Brief -> List every row below that contains the word "white" and copy each such row in full, counting only matches with the same capitalization.

........

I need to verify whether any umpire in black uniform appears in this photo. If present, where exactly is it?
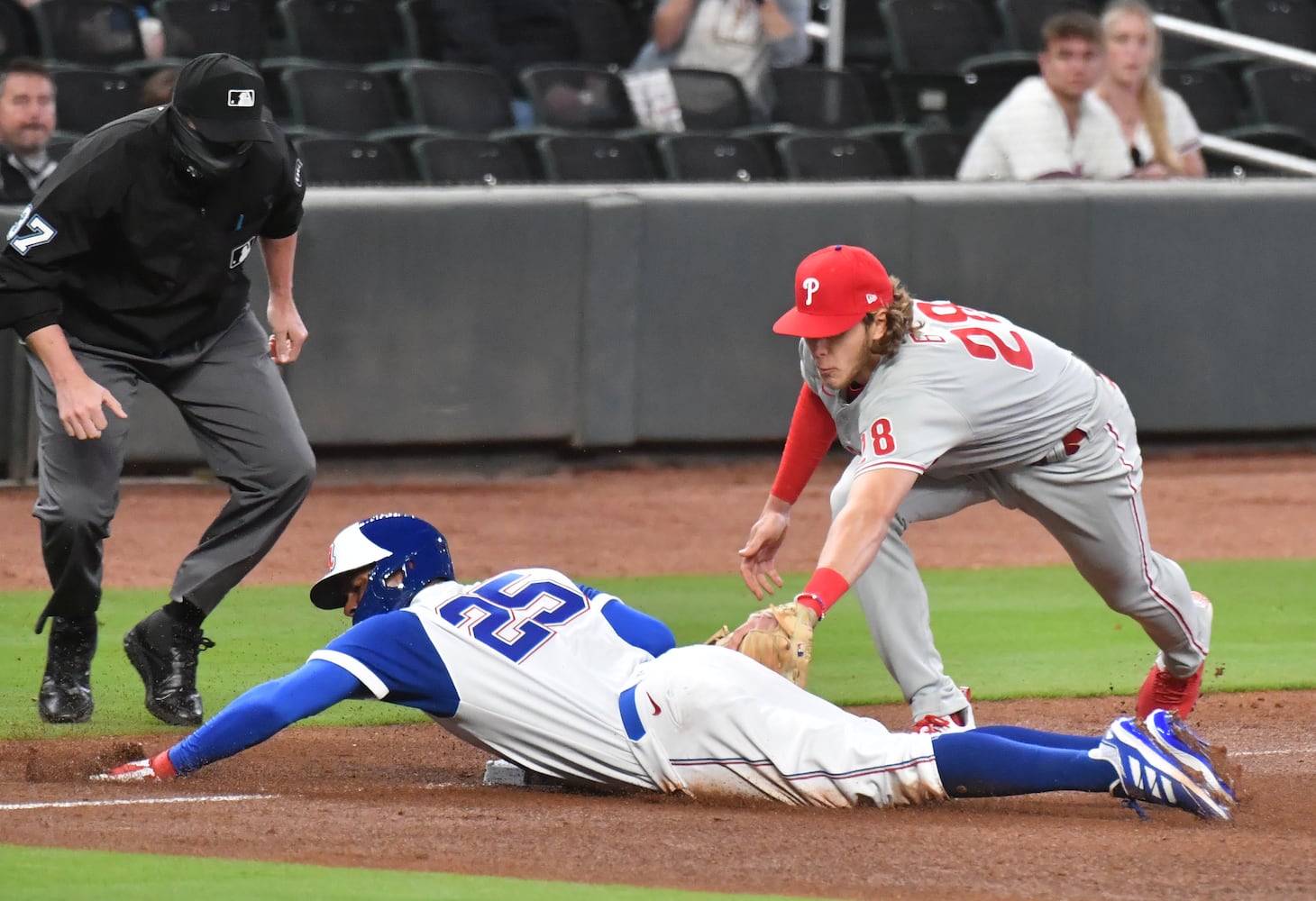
[0,54,315,726]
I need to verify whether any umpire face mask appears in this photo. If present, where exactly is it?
[169,106,251,183]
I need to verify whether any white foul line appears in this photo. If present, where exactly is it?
[1229,747,1316,758]
[0,795,279,810]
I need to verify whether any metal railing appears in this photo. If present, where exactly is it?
[806,9,1316,177]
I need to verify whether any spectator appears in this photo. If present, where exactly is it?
[632,0,809,115]
[0,57,55,204]
[1096,0,1207,179]
[138,66,178,109]
[956,11,1133,181]
[18,0,165,59]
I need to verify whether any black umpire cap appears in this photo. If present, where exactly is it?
[174,52,272,143]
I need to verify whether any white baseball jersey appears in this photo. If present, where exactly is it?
[955,75,1133,181]
[311,569,945,806]
[800,300,1099,478]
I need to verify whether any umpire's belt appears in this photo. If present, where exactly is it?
[1033,429,1087,466]
[617,686,644,742]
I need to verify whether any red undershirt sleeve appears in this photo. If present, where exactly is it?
[772,386,836,504]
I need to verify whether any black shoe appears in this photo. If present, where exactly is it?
[123,610,215,726]
[37,617,96,722]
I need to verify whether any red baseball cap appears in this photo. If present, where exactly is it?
[772,245,891,338]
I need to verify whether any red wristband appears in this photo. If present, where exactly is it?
[796,567,850,620]
[151,751,178,781]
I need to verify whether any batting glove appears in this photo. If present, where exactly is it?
[92,751,178,783]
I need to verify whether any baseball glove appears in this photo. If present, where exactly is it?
[704,601,818,688]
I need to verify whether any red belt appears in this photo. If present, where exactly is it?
[1033,429,1087,466]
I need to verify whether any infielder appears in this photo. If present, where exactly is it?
[740,245,1212,730]
[101,513,1233,819]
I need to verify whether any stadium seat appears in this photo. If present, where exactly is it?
[292,137,415,186]
[278,0,404,66]
[655,132,775,181]
[882,0,1016,74]
[1220,0,1316,50]
[903,128,969,179]
[883,71,973,128]
[535,134,658,181]
[155,0,266,65]
[0,0,41,66]
[279,66,401,135]
[772,66,876,132]
[398,63,515,134]
[1161,67,1310,155]
[959,54,1038,122]
[1242,65,1316,147]
[996,0,1101,52]
[518,63,637,132]
[1161,66,1250,134]
[411,135,535,186]
[669,68,754,132]
[50,67,142,134]
[1149,0,1220,65]
[398,0,449,62]
[32,0,146,68]
[776,134,895,181]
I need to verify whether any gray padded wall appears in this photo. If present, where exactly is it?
[285,188,589,444]
[905,184,1096,352]
[1090,183,1316,432]
[10,180,1316,461]
[637,186,909,441]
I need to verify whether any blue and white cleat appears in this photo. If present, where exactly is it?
[1088,717,1233,821]
[1142,710,1238,805]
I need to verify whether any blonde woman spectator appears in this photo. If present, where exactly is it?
[632,0,809,115]
[1096,0,1207,179]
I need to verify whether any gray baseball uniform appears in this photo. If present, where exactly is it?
[800,300,1211,720]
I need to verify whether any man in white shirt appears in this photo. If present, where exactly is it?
[956,11,1133,181]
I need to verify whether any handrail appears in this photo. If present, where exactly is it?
[1202,134,1316,177]
[1152,14,1316,71]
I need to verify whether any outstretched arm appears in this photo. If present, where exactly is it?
[795,467,918,620]
[738,386,836,600]
[97,660,366,781]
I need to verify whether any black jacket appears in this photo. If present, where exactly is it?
[0,106,306,357]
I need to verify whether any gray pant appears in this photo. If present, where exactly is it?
[28,311,315,630]
[832,381,1211,721]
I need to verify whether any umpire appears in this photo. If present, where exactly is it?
[0,54,315,726]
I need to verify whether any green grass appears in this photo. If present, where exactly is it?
[0,844,810,901]
[0,560,1316,738]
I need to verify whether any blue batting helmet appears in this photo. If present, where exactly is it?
[311,513,455,623]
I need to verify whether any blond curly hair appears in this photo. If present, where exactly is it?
[864,277,922,359]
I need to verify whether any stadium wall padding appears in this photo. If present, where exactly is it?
[0,179,1316,464]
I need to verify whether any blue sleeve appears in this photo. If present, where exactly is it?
[169,660,370,773]
[576,586,676,656]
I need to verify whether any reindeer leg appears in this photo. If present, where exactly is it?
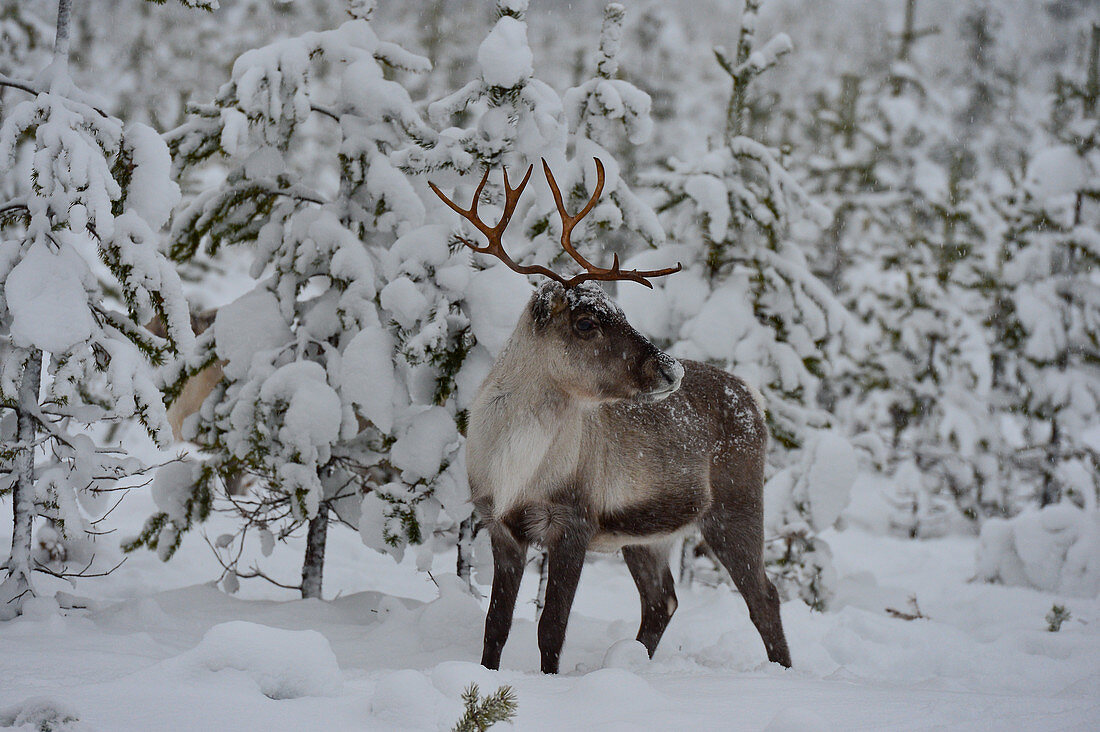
[700,503,791,668]
[482,525,527,669]
[623,544,678,658]
[539,507,594,674]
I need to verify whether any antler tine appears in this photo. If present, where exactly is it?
[542,157,604,271]
[428,165,565,284]
[542,157,683,288]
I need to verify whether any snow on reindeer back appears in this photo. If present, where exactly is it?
[4,240,96,353]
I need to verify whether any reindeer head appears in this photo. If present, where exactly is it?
[528,282,684,402]
[428,159,683,402]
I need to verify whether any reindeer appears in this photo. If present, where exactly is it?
[429,159,791,674]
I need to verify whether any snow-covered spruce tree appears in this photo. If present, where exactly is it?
[0,0,193,618]
[395,0,663,590]
[122,2,479,597]
[991,25,1100,506]
[638,0,854,608]
[839,0,1007,530]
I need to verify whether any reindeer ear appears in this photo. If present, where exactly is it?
[529,280,565,328]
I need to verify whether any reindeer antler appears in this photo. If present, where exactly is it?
[428,157,682,289]
[542,157,683,289]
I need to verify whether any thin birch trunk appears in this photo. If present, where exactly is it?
[301,501,329,600]
[0,350,42,620]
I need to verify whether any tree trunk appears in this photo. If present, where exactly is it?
[301,501,329,600]
[54,0,73,64]
[0,350,42,620]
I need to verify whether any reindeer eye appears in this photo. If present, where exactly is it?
[573,318,596,334]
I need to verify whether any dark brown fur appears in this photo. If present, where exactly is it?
[468,283,791,673]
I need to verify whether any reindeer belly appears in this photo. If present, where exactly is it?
[490,423,576,518]
[589,482,711,551]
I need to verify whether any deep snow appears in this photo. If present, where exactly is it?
[0,477,1100,731]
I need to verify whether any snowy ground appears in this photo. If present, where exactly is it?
[0,479,1100,732]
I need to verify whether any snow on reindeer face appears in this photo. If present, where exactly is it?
[529,282,684,402]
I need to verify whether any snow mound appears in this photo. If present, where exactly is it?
[466,264,531,357]
[976,503,1100,598]
[4,242,96,353]
[603,638,649,669]
[213,289,292,379]
[371,669,462,730]
[477,17,535,88]
[182,621,343,699]
[763,709,833,732]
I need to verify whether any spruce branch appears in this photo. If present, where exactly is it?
[451,684,519,732]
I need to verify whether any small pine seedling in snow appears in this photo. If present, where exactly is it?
[1046,605,1073,633]
[451,684,519,732]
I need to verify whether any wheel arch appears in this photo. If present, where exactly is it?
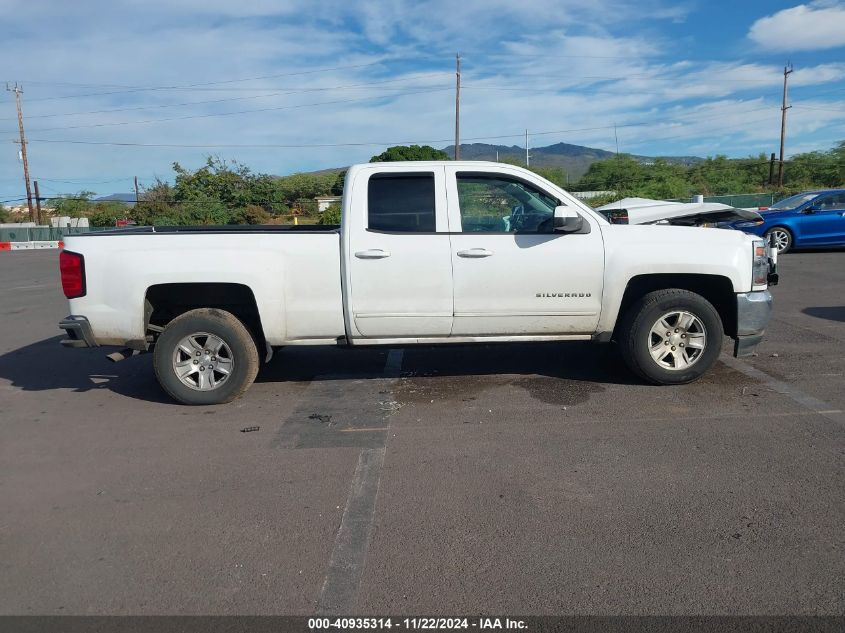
[612,273,737,339]
[144,282,272,360]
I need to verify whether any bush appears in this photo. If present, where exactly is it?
[173,199,232,226]
[317,204,340,224]
[88,200,131,226]
[231,204,270,224]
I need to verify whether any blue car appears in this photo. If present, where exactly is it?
[731,189,845,253]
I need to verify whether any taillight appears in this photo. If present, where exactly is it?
[751,240,769,286]
[59,251,85,299]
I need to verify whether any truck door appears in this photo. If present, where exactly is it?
[446,167,604,336]
[345,165,453,338]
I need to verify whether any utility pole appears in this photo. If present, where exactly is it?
[455,53,461,160]
[778,63,792,187]
[769,152,775,187]
[6,83,35,222]
[32,180,41,224]
[525,129,531,167]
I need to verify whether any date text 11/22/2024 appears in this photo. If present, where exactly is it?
[308,617,528,631]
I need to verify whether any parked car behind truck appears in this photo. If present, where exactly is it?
[60,162,774,404]
[732,189,845,253]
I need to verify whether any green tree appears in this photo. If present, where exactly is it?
[370,145,449,163]
[175,198,233,226]
[317,204,341,224]
[89,200,130,226]
[229,204,270,224]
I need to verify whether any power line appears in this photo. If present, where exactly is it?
[12,60,416,101]
[0,87,451,133]
[778,64,793,187]
[23,110,780,149]
[0,72,449,121]
[6,84,35,222]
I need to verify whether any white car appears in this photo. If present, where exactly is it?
[596,198,763,227]
[60,161,773,404]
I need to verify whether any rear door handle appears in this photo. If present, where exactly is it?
[355,248,390,259]
[458,248,493,259]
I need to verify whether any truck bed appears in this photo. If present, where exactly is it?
[74,224,340,237]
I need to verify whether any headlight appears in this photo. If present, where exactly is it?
[751,240,769,286]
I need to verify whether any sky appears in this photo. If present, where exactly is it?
[0,0,845,206]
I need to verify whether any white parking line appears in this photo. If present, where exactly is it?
[317,349,403,615]
[721,356,845,424]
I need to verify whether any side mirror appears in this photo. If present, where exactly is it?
[555,206,584,233]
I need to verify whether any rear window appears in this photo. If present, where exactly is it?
[367,173,435,233]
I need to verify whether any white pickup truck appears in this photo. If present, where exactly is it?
[59,162,777,404]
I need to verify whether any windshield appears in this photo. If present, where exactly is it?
[769,193,819,209]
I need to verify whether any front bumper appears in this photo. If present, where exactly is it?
[59,315,99,347]
[734,290,772,357]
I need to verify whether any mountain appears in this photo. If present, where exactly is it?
[443,143,702,181]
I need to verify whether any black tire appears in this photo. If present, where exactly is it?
[763,226,795,255]
[618,288,724,385]
[153,308,258,405]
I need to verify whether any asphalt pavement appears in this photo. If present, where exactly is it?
[0,250,845,615]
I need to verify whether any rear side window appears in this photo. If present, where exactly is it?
[367,173,435,233]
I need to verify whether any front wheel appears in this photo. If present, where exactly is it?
[153,308,258,405]
[619,288,722,385]
[763,226,793,255]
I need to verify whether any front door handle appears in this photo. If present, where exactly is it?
[458,248,493,259]
[355,248,390,259]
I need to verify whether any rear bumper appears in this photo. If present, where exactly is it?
[59,315,99,347]
[734,290,772,357]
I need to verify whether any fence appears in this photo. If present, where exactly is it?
[671,193,784,208]
[0,226,114,242]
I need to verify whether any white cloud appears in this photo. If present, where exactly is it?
[748,2,845,52]
[0,0,845,199]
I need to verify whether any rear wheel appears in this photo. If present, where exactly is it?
[765,226,794,255]
[153,308,258,404]
[619,288,722,385]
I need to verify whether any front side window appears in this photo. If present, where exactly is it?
[367,173,436,233]
[814,193,845,211]
[457,173,561,233]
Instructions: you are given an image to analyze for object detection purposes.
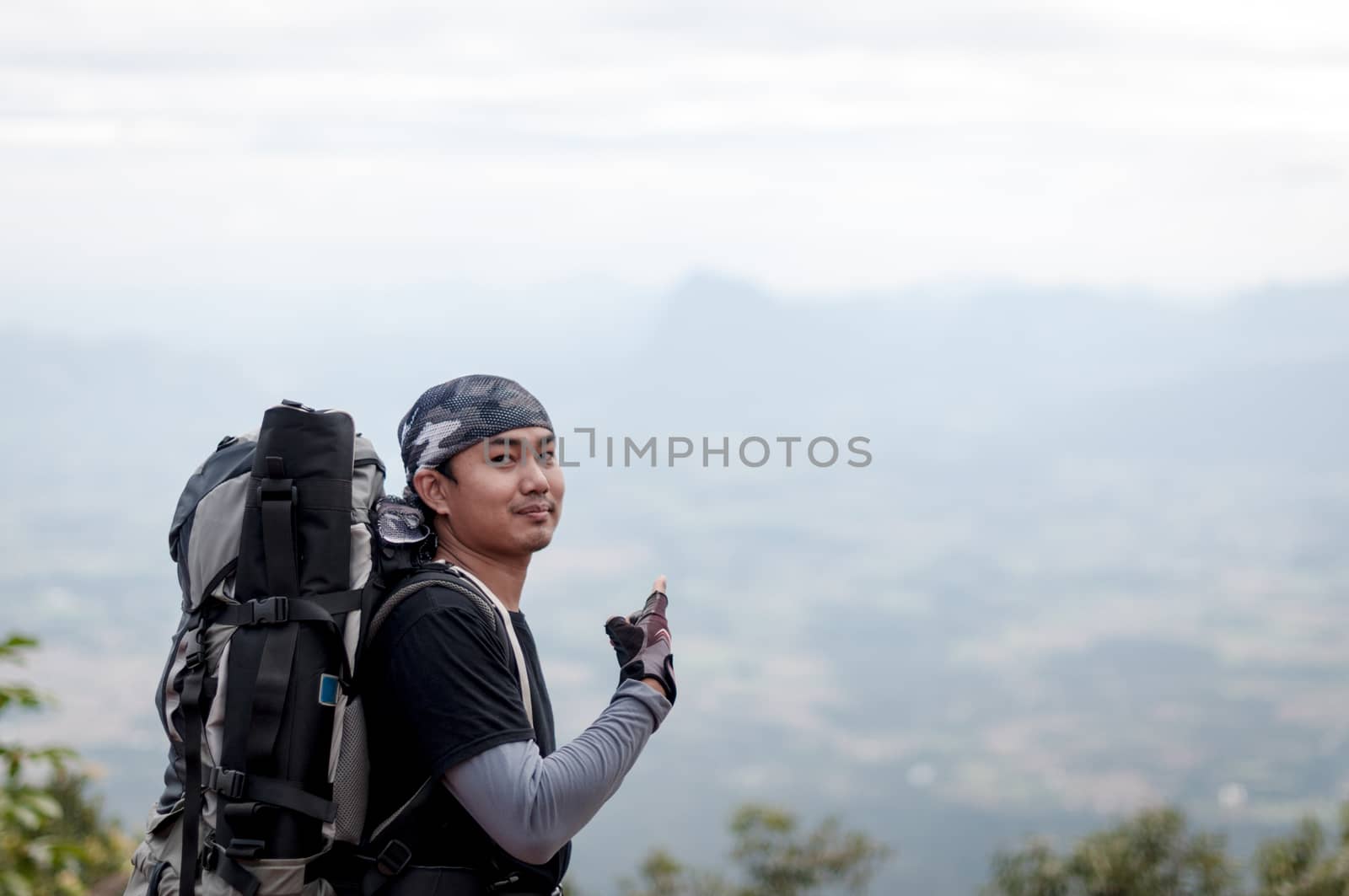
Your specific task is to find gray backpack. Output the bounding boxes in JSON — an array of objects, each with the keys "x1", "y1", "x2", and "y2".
[{"x1": 126, "y1": 402, "x2": 515, "y2": 896}]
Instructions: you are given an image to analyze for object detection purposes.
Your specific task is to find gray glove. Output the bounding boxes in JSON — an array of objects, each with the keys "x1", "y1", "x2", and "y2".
[{"x1": 605, "y1": 587, "x2": 674, "y2": 703}]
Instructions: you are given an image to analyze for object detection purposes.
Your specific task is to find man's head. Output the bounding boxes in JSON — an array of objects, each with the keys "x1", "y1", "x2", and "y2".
[{"x1": 398, "y1": 373, "x2": 565, "y2": 556}]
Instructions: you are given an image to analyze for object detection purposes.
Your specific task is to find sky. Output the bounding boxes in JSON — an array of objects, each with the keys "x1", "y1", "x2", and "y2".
[{"x1": 0, "y1": 0, "x2": 1349, "y2": 325}]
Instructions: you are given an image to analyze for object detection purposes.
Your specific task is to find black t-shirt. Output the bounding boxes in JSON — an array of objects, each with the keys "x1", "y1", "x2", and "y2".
[{"x1": 363, "y1": 574, "x2": 572, "y2": 888}]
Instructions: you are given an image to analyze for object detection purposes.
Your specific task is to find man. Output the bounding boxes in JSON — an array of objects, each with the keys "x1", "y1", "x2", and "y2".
[{"x1": 366, "y1": 375, "x2": 674, "y2": 896}]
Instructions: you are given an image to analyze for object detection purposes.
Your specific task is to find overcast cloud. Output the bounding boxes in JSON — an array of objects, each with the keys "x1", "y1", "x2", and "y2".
[{"x1": 0, "y1": 0, "x2": 1349, "y2": 314}]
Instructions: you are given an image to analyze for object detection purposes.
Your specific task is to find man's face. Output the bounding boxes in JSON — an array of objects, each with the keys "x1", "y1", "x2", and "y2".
[{"x1": 445, "y1": 427, "x2": 565, "y2": 555}]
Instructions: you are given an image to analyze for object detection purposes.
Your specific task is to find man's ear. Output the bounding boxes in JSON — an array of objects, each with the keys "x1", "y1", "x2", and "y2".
[{"x1": 413, "y1": 467, "x2": 449, "y2": 517}]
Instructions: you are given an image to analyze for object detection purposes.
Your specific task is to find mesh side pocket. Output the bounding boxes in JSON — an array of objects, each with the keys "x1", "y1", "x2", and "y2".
[{"x1": 333, "y1": 696, "x2": 369, "y2": 844}]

........

Exercise output ->
I need to verify whether any white foul line appears in this photo. If present, where exactly is it?
I need to verify whether any white baseball jersey appears in this photo. If present, where exactly is it?
I need to verify whether any blue and white cleat appears in this photo. If present, where exactly is it?
I need to verify whether any man in white shirt appears in this photo. If present, where exactly is it?
I need to verify whether any white car appears in this photo. If present, where exactly is it?
I need to verify whether any white parking line appears in this photo. If present, where exactly is it?
I need to verify whether any white pickup truck appears in this photo. If present, where exactly is it?
I need to verify whether any white cloud appears in this photo. If present, where exactly is it?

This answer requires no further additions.